| WHAT YOU HAVE TO DO |
Give back the lines below from the line with "Task: place one keypoint per instance of the dark filling" through the line with "Task: place one keypoint per instance of the utility", swapping "keypoint" for "marker" and changing nothing else. Leave the pictures out.
══════
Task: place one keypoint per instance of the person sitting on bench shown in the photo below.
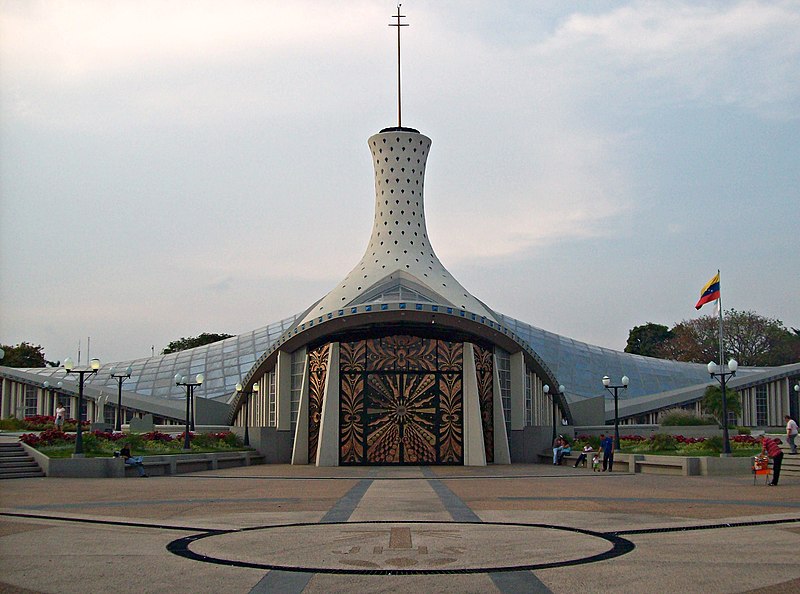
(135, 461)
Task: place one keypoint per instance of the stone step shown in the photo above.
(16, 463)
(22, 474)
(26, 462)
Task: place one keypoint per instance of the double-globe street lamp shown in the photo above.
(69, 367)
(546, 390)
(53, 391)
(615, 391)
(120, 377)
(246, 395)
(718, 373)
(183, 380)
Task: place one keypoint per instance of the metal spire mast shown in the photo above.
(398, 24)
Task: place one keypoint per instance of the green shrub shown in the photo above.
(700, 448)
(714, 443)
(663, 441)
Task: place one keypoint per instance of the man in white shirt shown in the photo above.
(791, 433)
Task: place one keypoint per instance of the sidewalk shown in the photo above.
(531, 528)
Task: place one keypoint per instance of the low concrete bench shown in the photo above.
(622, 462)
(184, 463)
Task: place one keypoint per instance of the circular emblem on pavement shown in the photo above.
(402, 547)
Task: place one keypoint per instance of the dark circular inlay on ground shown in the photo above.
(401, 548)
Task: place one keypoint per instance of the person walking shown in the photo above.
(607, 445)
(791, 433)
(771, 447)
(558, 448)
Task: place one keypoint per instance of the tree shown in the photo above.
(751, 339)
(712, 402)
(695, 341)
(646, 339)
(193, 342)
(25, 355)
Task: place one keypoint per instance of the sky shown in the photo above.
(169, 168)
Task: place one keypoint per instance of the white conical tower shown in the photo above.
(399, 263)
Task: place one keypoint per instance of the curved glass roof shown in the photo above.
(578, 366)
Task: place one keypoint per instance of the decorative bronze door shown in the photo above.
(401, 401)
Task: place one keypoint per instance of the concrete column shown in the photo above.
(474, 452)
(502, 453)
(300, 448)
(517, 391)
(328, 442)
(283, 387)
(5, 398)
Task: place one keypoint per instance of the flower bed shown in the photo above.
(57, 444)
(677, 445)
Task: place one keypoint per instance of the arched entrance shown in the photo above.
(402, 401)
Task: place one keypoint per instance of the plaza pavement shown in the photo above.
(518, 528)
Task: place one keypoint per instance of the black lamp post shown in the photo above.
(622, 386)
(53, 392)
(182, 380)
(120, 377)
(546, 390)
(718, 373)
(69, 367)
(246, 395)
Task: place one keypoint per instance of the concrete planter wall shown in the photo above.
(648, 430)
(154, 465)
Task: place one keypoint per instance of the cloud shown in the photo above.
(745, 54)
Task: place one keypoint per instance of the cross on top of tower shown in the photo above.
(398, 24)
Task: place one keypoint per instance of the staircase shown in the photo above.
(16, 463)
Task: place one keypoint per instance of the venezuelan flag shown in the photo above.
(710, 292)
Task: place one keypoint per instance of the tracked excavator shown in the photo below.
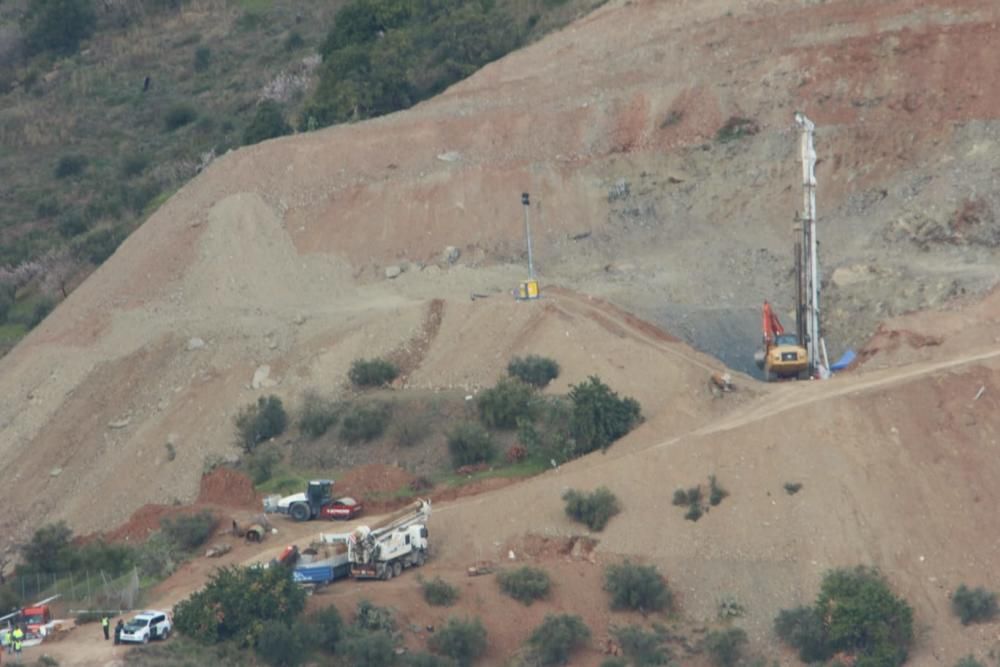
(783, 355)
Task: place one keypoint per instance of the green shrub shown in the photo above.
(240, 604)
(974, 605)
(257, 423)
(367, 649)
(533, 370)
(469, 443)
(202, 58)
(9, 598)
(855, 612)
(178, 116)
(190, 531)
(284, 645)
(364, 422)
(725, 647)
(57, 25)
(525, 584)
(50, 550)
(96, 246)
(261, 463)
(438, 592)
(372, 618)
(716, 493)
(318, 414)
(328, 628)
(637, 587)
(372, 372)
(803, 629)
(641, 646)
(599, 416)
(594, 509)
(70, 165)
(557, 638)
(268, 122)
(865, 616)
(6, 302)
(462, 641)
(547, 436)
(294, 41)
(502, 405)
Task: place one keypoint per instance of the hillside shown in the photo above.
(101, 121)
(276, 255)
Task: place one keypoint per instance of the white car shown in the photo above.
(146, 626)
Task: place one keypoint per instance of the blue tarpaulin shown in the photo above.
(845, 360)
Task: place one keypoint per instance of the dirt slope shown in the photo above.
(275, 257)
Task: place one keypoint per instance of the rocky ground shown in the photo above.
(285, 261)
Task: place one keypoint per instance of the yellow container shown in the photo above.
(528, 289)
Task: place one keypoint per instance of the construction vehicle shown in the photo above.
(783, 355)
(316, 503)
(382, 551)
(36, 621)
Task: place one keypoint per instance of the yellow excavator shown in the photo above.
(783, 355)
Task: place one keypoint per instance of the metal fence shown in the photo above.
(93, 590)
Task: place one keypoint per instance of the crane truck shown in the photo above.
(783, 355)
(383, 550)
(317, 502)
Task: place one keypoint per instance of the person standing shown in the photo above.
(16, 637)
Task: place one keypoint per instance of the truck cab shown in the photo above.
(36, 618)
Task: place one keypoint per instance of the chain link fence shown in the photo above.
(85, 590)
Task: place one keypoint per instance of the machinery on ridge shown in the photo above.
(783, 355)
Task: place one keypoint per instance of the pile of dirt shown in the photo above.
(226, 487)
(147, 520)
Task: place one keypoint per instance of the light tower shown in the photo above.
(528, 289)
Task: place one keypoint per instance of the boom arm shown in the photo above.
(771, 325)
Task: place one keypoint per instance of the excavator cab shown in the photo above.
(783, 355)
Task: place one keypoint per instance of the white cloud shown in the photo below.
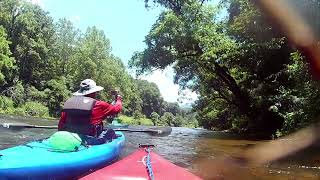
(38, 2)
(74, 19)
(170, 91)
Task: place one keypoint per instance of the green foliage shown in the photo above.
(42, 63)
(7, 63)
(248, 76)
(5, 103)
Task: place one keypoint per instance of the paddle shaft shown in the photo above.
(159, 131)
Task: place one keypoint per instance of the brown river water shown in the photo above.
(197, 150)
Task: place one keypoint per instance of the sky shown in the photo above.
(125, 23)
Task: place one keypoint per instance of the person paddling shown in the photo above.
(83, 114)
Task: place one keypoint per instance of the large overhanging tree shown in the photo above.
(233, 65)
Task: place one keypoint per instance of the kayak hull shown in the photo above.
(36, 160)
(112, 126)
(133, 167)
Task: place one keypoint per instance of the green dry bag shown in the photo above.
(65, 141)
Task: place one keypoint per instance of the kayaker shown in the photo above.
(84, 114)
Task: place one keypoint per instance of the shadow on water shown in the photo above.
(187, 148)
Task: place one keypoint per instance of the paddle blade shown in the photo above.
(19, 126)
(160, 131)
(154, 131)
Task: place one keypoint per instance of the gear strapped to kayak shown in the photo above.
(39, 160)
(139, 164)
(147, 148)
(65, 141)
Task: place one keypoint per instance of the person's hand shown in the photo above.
══════
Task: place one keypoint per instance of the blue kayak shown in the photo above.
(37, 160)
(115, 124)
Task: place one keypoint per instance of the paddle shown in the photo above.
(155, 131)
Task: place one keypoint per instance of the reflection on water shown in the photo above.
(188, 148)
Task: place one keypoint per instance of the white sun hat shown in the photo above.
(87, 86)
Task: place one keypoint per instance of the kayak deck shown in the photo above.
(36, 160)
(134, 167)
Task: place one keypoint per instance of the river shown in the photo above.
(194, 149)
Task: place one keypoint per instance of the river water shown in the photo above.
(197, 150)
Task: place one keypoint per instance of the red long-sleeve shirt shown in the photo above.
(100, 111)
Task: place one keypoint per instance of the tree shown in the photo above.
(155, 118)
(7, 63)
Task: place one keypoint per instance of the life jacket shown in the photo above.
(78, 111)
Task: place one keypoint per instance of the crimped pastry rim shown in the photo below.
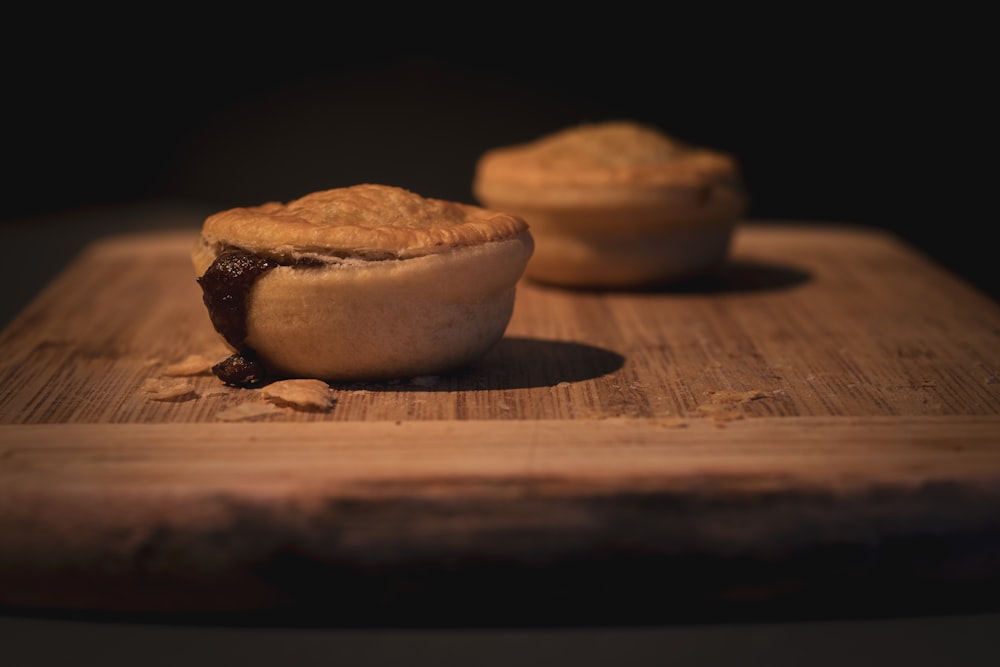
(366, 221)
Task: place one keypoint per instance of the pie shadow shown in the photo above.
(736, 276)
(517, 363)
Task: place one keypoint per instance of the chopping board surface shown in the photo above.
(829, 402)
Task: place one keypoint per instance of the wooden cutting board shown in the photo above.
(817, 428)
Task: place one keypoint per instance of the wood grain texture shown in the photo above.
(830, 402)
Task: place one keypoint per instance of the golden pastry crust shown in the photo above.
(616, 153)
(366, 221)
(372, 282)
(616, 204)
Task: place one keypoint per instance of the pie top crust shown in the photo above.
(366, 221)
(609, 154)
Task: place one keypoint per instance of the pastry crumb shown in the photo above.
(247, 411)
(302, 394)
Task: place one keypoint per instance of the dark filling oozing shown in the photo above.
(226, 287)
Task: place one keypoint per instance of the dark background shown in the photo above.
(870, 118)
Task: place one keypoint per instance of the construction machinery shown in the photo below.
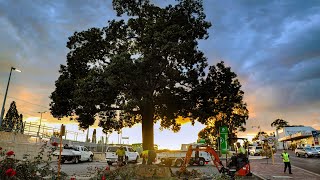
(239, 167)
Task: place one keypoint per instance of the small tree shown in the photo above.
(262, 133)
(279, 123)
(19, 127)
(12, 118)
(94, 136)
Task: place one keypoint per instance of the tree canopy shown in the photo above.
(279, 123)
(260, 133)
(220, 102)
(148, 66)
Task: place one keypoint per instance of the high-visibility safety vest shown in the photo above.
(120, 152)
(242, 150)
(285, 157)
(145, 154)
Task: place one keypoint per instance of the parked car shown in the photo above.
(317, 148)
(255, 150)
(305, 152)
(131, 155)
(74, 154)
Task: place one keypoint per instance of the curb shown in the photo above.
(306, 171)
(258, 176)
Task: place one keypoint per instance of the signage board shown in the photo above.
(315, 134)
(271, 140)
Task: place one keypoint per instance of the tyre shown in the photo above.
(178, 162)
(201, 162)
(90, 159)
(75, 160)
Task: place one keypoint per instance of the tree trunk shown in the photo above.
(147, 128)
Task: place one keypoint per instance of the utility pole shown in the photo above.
══════
| EXERCISE ANSWER |
Task: place one marker per instance of the dark filling oozing shown in the photo above.
(226, 287)
Task: place one marker per instance of the dark background shown in the photo above.
(870, 118)
Task: place one marker per instance of the construction machinery shown in the photo below.
(239, 167)
Task: place one marker per instance of the small tree shown in the photo above.
(262, 133)
(279, 123)
(19, 127)
(12, 118)
(94, 136)
Task: place one marker per instance of the tree canopy shown in the photo above.
(279, 123)
(260, 133)
(220, 102)
(148, 66)
Task: place one marker per instance of the high-visibility safety vest shown in the photo above.
(120, 152)
(242, 150)
(285, 157)
(145, 154)
Task: place one marker per instance of the parked car shown in the photo above.
(317, 148)
(255, 150)
(305, 152)
(131, 155)
(74, 154)
Task: place one marker per instance of the curb shown in the photo above.
(306, 171)
(258, 176)
Task: place one marker per instance of the signage board shown in the photo above.
(315, 134)
(271, 140)
Task: place one marker per instance of the tyre shown in the photo above.
(178, 162)
(201, 162)
(90, 159)
(75, 160)
Task: place one marker per instance of the tree trunk shown in the photo above.
(147, 128)
Task: place one marker per instance of the utility pole shown in the photo above.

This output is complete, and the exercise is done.